Unlocking liquidity through the use of Surety Bonds & Guarantees

Unlocking liquidity through the use of Surety Bonds & Guarantees

March 29, 2022 by Kai Stoetzel, Head of Surety DACH (the interview originally appeared in German on Aon bloggt)

A culmination of raw material shortages, substantial price increases and more than two years of financial pressure caused by the pandemic has taken a heavy toll on the financial strength of companies across multiple sectors. Within Aon, our focus during this time has therefore been on unlocking additional operational liquidity. The transfer of guarantees from the banking to the insurance market creates a simple but little-noted route here. "We want to change that," says Kai Stoetzel, Head of Surety DACH at Aon Germany, "and present these possibilities to companies." After all, the benefits are many, even on a global scale.

The German economy is suffering from the ongoing shortage of raw materials. How much of a burden does that place on companies' financial strength??

Kai Stoetzel: Many companies in the manufacturing industry have full order books. However, the orders cannot be fulfilled because due to a shortage of certain raw materials or components. A typical example of this is the ongoing shortage of chips (electrical parts), which is not only slowing production within the automotive industry, but the resulting sales losses are placing a considerable burden on the financial strength and liquidity of the companies affected. The situation is not expected to improve any time soon, not least in view of raw material and energy prices.

What are the effects of the price increases?

Kai Stoetzel: An energy trader client recently shared a price chart with me that highlighted how energy prices have risen by over 400 percent in the past twelve months. This applies not only to individual markets, but across the board in the commodities and energy sector. The question for companies is to what extent they can pass on these price increases to their customers. Often, this is only partly the case, while at the same time there is growing uncertainty about how prices will develop in the future. We are in the third year of the pandemic, so often all possibilities to raise cash have been exhausted, from inventory to receivables management. As a result, many companies urgently need financial resources.?

Saved entries:
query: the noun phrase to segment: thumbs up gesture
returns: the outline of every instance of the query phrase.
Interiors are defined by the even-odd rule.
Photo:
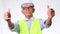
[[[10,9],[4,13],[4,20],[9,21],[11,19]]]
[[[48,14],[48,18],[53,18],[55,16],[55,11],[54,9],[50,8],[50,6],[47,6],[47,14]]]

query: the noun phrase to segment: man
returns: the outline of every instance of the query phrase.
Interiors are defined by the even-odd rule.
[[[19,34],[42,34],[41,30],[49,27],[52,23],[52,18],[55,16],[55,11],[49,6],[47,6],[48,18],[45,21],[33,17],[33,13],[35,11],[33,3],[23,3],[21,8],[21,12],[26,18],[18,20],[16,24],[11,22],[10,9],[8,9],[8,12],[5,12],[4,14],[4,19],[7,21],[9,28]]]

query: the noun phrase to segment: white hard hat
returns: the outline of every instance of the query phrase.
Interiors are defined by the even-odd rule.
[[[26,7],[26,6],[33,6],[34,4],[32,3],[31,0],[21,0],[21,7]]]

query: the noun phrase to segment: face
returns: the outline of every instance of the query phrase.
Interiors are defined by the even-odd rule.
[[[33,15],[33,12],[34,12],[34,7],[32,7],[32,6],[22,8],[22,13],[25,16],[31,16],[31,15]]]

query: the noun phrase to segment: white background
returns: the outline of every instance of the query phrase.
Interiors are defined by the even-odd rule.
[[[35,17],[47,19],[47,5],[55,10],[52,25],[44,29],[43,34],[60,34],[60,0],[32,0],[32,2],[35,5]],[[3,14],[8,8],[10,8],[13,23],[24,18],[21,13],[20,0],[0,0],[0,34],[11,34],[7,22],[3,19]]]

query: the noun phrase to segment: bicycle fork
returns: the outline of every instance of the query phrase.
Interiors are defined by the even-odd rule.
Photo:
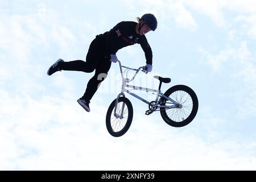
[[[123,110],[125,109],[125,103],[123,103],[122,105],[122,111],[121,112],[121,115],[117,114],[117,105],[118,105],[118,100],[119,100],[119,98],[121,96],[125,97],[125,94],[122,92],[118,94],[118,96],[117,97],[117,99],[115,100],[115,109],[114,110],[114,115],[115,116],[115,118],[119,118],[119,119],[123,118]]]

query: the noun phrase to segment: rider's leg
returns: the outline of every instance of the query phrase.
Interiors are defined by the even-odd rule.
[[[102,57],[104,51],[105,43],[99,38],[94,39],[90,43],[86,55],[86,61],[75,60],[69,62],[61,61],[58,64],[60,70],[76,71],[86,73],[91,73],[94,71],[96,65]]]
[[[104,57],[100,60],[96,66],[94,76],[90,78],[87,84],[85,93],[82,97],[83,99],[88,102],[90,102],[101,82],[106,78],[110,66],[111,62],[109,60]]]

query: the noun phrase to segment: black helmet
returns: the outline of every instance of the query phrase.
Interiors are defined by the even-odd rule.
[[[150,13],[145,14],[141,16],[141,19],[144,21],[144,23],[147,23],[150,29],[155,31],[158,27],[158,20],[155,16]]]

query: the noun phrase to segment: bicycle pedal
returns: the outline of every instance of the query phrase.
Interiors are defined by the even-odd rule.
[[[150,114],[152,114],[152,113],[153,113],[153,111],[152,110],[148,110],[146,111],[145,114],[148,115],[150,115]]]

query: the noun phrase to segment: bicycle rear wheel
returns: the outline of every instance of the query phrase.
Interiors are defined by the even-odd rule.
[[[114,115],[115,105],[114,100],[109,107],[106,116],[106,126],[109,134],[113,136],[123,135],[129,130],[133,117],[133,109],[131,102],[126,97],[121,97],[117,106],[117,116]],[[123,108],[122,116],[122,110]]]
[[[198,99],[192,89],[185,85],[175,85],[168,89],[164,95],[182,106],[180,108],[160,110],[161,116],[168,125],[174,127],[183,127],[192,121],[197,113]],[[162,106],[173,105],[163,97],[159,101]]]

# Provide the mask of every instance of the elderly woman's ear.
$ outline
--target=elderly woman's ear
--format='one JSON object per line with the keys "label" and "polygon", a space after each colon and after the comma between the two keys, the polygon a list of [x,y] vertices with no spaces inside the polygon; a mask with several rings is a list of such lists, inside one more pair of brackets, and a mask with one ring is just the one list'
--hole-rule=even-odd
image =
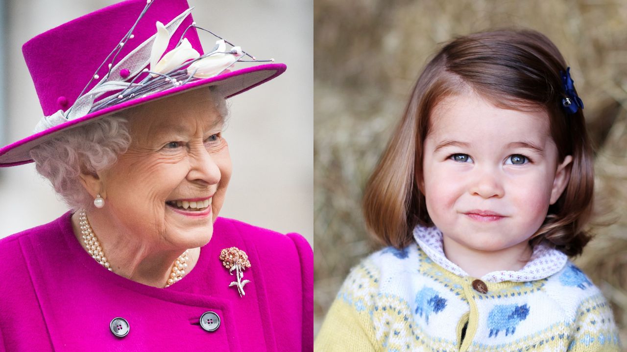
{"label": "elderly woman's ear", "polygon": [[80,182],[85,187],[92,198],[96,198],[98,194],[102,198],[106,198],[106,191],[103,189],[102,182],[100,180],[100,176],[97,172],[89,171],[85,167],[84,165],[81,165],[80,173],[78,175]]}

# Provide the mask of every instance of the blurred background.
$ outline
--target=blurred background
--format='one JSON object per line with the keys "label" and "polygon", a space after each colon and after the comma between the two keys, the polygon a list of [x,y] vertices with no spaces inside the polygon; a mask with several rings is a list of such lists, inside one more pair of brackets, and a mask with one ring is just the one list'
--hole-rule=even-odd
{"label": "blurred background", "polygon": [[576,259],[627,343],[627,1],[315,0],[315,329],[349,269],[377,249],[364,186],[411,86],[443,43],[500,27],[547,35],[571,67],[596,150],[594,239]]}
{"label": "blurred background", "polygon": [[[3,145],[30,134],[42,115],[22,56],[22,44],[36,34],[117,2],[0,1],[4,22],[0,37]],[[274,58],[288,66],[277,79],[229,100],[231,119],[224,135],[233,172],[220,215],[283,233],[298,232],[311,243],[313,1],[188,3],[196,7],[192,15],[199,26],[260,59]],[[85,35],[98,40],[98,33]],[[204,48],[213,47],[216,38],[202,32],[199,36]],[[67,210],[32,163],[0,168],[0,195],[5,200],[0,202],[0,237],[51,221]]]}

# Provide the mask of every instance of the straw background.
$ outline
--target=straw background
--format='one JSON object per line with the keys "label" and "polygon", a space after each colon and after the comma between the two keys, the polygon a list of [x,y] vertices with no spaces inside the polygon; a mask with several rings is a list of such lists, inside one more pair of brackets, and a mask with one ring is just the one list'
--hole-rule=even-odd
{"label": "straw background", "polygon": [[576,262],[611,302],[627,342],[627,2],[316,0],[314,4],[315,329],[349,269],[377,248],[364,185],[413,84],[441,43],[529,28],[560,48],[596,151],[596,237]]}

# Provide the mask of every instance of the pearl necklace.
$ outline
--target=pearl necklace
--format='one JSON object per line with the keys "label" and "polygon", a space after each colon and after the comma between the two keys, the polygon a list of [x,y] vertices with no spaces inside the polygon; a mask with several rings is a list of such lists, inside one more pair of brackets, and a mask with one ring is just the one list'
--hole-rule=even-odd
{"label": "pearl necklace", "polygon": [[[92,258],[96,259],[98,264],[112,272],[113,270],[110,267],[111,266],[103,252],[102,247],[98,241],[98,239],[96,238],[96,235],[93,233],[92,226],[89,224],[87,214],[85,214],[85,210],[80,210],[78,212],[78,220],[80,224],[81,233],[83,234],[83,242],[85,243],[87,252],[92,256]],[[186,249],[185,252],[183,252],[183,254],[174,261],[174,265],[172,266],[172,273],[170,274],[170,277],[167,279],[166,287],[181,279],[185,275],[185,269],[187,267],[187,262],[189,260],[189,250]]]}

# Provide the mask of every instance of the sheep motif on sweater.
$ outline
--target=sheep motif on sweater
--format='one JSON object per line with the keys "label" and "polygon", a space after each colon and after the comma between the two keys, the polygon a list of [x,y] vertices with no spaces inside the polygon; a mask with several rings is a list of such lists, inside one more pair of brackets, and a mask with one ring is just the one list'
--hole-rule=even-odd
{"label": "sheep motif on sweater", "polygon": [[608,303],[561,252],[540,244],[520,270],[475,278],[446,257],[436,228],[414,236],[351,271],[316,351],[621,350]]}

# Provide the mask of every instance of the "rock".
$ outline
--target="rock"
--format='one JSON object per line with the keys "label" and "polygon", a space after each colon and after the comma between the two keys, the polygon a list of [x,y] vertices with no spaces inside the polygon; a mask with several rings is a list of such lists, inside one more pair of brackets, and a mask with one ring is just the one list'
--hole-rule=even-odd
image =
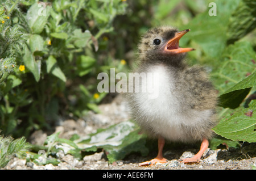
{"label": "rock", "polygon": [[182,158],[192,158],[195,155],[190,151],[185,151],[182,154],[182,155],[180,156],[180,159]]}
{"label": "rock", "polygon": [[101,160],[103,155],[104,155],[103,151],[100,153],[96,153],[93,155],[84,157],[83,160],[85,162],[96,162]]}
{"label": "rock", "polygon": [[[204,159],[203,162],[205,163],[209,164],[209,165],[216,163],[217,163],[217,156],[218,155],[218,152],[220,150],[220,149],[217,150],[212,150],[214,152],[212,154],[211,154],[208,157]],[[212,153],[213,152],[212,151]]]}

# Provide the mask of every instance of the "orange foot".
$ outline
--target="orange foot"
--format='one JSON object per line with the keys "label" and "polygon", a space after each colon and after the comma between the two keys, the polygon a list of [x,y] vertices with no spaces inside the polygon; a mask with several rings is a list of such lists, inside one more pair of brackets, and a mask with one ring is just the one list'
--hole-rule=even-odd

What the exercise asks: In the interview on surety bonds and guarantees, by how much have energy prices risen over the past twelve months, according to the price chart an energy trader client shared?

Reply to the exercise: By over 400 percent.